◆ 本文抜粋:
────────────────────────────────────────

関節リウマチは30〜50代に発症年齢のピークがある自己免疫疾患で、国内に罹患者は100万人以上いるとされます。男女比は1:4と、女性の患者が多い病気です。ここでは、慢性関節リウマチの原因・症状・治療法をまとめています。
慢性関節リウマチの原因
身体に侵入してきた細菌やウィルスなどの異物(抗原)を撃退し、身体を守る仕組みを「免疫」と言います。
関節リウマチは、この免疫システムに狂いが生じ、自分の身体の細胞を攻撃してしまうことで炎症が起きる「自己免疫疾患」です。炎症が起きた関節には、痛みや腫れが生じます。
リウマチの原因は解明されていません。リウマチの発症と関係の深い遺伝子があることが分かっていますが、リウマチを発病している人すべてにこの遺伝子がある訳ではありません。
したがって、リウマチには遺伝的な要素があるものの、発病にはそれ以外の要因も関わっていると思われます。
慢性関節リウマチの症状
慢性関節リウマチの進行は遅く、ごく初期には食欲不振や倦怠感、微熱などの症状が続きます。次に、朝などに関節にこわばりを感じるようになりますが、身体を動かすうちにこわばりが消失します。
その後、手足など末端の関節にこわばりと腫れ、痛みが生じるようになります。こうした症状が徐々に全身に広がっていきますが、複数の関節に同時に、さらに左右対称に発症するのが特徴です。
関節リウマチの症状が出やすいのは、膝、首、肩、股などの関節ですが、顎や鎖骨の関節にも出ることがあります。
慢性化すると、関節が変形したり、骨が萎縮したり破壊されたりするようになり、そのせいで痛みが増していきます。
筋肉にも負荷がかかり、筋肉痛も起きます。関節の変形や骨の破壊は、一度起きてしまうと元に戻すことはできません。
関節リウマチは血管の炎症を伴うこともあり、その症状が重篤な場合、「悪性関節リウマチ」という難病に指定されます。

────────────────────────────────────────

◆ 提供データ:
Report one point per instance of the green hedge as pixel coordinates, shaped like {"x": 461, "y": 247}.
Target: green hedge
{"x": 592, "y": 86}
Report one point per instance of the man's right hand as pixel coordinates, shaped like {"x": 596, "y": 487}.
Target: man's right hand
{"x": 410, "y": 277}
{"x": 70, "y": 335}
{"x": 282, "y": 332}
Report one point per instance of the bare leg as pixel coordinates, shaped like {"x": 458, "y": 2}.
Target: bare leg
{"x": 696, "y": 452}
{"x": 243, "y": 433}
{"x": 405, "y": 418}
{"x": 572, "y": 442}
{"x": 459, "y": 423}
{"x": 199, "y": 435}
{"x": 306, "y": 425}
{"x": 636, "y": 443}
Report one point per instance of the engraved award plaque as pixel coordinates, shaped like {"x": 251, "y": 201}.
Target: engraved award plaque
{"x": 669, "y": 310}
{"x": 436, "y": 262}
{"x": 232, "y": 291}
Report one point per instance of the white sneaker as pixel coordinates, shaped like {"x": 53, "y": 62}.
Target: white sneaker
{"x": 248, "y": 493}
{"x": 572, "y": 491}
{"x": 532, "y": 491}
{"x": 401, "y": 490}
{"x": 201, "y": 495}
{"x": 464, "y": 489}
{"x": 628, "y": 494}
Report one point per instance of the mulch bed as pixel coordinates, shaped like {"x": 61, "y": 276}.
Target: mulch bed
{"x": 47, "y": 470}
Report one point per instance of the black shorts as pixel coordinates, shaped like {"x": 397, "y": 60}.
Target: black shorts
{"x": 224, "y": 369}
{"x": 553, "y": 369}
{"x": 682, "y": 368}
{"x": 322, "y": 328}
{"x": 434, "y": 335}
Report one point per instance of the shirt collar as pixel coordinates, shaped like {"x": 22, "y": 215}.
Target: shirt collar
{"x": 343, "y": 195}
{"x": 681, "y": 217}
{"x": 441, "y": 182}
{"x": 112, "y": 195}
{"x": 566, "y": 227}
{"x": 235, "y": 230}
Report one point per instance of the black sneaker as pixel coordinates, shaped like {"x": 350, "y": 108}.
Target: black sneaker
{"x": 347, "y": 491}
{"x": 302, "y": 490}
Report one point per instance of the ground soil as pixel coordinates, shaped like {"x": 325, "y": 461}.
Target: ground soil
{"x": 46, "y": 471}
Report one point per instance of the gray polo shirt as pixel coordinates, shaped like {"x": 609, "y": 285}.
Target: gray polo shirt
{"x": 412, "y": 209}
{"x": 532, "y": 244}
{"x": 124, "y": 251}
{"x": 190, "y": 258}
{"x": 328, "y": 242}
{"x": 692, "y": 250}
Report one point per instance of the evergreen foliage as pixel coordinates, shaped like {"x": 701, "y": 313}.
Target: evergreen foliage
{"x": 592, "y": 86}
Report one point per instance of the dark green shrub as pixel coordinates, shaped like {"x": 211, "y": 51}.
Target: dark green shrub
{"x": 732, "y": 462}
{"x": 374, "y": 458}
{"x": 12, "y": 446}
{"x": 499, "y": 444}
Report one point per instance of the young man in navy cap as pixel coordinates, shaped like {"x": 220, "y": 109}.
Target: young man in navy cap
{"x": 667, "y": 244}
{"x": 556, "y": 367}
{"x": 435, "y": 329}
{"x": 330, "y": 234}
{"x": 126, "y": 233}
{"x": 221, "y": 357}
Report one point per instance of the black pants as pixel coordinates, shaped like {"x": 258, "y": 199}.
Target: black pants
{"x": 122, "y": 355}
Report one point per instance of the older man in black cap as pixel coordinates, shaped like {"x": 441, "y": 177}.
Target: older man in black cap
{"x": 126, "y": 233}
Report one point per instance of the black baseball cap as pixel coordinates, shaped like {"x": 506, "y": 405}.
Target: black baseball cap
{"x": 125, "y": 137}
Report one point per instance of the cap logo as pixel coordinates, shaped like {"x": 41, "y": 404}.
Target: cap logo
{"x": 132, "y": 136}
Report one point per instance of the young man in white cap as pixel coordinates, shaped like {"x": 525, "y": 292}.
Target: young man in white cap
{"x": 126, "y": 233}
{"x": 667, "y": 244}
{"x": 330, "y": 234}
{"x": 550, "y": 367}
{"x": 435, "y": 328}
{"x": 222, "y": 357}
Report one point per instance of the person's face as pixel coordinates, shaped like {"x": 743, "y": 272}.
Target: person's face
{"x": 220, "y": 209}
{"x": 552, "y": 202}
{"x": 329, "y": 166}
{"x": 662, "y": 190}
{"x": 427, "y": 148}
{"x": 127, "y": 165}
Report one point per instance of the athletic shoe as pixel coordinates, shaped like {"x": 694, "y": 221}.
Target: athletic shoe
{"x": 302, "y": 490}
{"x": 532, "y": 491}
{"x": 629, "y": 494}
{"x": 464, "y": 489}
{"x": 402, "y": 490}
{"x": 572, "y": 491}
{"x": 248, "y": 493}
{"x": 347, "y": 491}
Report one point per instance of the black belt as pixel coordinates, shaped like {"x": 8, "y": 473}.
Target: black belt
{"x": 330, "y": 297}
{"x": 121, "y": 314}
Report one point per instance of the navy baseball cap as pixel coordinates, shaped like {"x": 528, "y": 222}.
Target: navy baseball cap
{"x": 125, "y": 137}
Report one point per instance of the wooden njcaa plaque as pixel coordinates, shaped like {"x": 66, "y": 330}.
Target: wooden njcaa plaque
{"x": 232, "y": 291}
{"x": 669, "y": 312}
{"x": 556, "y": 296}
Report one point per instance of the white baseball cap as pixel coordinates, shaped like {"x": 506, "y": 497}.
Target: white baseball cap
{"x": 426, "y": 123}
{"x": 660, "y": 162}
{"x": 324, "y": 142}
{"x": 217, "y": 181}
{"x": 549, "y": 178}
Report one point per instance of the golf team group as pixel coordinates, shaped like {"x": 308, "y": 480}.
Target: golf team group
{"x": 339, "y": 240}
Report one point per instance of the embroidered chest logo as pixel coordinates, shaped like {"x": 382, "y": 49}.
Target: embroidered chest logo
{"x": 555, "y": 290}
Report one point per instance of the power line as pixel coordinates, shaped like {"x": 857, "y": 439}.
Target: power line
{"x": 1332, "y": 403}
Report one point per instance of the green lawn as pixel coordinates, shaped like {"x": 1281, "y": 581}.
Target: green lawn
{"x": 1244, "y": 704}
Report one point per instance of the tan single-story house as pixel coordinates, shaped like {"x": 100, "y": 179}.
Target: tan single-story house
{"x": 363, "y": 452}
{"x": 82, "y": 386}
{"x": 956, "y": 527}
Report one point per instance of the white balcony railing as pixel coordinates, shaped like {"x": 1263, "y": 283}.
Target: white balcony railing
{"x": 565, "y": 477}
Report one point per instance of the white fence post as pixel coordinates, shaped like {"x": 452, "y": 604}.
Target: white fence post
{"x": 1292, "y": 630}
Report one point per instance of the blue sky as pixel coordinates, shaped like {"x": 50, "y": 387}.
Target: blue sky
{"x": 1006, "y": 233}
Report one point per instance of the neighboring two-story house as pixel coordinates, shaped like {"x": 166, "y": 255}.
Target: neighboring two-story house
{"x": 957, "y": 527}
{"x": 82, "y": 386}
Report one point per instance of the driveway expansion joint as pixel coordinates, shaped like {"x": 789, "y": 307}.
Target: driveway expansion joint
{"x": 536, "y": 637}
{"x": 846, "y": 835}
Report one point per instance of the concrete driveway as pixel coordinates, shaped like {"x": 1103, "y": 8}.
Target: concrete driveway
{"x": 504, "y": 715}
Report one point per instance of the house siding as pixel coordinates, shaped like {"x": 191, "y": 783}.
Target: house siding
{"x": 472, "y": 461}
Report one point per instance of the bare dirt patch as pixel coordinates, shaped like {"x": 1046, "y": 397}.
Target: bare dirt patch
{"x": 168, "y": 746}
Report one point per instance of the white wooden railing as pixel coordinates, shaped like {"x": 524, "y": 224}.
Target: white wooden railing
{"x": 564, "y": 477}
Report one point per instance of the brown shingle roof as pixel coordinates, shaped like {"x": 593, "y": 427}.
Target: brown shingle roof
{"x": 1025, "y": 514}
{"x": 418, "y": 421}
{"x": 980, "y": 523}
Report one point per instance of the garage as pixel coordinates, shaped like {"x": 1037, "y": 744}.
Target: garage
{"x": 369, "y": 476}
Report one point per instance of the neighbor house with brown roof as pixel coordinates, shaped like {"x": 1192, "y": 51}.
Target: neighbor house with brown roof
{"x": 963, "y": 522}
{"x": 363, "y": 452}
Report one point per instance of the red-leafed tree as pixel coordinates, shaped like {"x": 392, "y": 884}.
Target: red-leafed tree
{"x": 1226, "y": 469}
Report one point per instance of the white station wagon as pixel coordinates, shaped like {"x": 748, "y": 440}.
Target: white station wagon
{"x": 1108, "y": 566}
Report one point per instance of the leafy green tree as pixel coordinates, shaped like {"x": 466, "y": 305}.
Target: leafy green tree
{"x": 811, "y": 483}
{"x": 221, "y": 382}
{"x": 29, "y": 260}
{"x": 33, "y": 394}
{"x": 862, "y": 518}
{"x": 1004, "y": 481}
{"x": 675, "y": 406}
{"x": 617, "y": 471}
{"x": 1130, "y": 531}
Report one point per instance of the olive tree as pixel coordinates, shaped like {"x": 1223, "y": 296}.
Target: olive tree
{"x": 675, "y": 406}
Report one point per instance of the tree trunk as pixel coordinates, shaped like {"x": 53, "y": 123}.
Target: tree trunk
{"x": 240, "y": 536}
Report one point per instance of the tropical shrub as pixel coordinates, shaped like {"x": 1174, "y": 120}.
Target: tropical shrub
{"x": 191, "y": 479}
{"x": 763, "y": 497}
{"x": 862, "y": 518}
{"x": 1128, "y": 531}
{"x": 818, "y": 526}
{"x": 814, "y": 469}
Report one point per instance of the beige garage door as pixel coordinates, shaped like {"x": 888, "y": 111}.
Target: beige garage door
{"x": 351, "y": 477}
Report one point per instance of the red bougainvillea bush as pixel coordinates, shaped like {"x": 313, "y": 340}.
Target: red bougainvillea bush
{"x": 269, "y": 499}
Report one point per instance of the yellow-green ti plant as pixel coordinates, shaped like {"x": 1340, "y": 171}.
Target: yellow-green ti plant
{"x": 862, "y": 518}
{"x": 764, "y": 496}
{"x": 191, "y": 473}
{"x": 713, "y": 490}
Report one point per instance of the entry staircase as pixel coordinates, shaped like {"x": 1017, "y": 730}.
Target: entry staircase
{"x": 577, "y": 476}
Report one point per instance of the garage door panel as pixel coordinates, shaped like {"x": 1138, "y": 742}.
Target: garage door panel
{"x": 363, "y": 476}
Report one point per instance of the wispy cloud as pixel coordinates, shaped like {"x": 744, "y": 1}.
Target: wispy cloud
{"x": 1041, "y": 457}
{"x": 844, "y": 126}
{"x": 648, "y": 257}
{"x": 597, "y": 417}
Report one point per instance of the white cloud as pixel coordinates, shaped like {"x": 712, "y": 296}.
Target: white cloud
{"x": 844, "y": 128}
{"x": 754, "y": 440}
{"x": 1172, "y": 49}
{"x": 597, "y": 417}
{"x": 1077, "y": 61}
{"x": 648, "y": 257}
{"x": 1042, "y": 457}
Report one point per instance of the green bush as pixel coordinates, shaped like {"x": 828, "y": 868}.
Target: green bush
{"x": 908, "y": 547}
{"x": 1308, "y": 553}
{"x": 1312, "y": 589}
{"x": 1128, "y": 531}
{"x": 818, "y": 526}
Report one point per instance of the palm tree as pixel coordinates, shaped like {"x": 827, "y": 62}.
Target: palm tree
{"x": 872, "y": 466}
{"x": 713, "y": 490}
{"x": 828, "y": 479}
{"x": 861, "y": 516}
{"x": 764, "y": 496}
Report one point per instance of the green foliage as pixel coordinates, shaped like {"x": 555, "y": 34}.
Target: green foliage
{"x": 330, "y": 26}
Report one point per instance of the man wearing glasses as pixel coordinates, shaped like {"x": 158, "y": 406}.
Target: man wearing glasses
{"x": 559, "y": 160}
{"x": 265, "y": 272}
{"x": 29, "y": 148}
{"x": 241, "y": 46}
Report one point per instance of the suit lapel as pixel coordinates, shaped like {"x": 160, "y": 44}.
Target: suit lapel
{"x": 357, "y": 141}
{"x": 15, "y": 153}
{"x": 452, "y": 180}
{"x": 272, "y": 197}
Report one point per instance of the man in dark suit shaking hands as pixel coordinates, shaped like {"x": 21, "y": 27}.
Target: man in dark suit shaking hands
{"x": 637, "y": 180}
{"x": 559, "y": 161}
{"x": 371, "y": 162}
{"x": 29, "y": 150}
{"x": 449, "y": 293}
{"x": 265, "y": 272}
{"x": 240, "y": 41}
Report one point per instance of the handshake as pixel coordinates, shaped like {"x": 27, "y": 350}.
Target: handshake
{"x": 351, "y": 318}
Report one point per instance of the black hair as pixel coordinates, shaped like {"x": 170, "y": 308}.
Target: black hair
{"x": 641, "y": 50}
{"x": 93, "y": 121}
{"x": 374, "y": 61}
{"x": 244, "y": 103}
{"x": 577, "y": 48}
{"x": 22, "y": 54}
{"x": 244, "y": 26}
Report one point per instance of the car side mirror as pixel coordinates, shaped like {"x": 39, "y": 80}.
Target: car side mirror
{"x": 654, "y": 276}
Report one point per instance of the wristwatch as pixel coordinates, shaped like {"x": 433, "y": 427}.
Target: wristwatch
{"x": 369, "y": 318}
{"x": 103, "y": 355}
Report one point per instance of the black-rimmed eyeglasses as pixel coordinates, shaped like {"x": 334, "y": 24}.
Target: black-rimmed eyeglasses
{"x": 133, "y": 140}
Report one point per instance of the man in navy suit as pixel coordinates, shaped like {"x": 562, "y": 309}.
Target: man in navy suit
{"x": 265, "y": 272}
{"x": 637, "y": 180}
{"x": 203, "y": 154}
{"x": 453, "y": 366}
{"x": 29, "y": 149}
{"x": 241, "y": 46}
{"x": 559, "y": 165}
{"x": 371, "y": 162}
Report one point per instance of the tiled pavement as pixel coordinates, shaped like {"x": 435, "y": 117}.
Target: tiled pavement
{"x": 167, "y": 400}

────────────────────────────────────────

◆ 実施課題:
a - 関節リウマチの解説文について、次の記述(i)〜(iii)が本文の内容と一致するかを「はい」または「いいえ」で答え、判断の根拠となる本文の語句をそのまま引用してください。
(i) 関節リウマチの患者は、男性よりも女性のほうが多い。
(ii) リウマチを発病している人は全員、発症と関係の深い遺伝子を持っている。
(iii) 関節の変形や骨の破壊は、一度起きても元に戻すことができる。
b - 関節リウマチの解説文のうち、「関節リウマチは30〜50代に」を含む語句で始まり「せいで痛みが増していきます。」で終わる部分を、「慢性関節リウマチ」を「慢性リウマチ性関節炎」と呼び替えて書き直してください。
c - 関節リウマチの解説文に基づき、次の問いに答えてください。
(i) 国内の罹患者数はどのくらいとされていますか。
(ii) 慢性関節リウマチのごく初期に続く症状は何ですか。
(iii) 血管の炎症を伴い、その症状が重篤な場合、何という難病に指定されますか。
データは参照不要です。

◆ 解答:
a -
(i) はい 「男女比は1:4と、女性の患者が多い病気です。」
(ii) いいえ 「リウマチを発病している人すべてにこの遺伝子がある訳ではありません。」
(iii) いいえ 「関節の変形や骨の破壊は、一度起きてしまうと元に戻すことはできません。」

b -
関節リウマチは30〜50代に発症年齢のピークがある自己免疫疾患で、国内に罹患者は100万人以上いるとされます。男女比は1:4と、女性の患者が多い病気です。ここでは、慢性リウマチ性関節炎の原因・症状・治療法をまとめています。
慢性リウマチ性関節炎の原因
身体に侵入してきた細菌やウィルスなどの異物(抗原)を撃退し、身体を守る仕組みを「免疫」と言います。
関節リウマチは、この免疫システムに狂いが生じ、自分の身体の細胞を攻撃してしまうことで炎症が起きる「自己免疫疾患」です。炎症が起きた関節には、痛みや腫れが生じます。
リウマチの原因は解明されていません。リウマチの発症と関係の深い遺伝子があることが分かっていますが、リウマチを発病している人すべてにこの遺伝子がある訳ではありません。
したがって、リウマチには遺伝的な要素があるものの、発病にはそれ以外の要因も関わっていると思われます。
慢性リウマチ性関節炎の症状
慢性リウマチ性関節炎の進行は遅く、ごく初期には食欲不振や倦怠感、微熱などの症状が続きます。次に、朝などに関節にこわばりを感じるようになりますが、身体を動かすうちにこわばりが消失します。
その後、手足など末端の関節にこわばりと腫れ、痛みが生じるようになります。こうした症状が徐々に全身に広がっていきますが、複数の関節に同時に、さらに左右対称に発症するのが特徴です。
関節リウマチの症状が出やすいのは、膝、首、肩、股などの関節ですが、顎や鎖骨の関節にも出ることがあります。
慢性化すると、関節が変形したり、骨が萎縮したり破壊されたりするようになり、そのせいで痛みが増していきます。

c -
(i) 100万人以上
(ii) 食欲不振や倦怠感、微熱など
(iii) 悪性関節リウマチ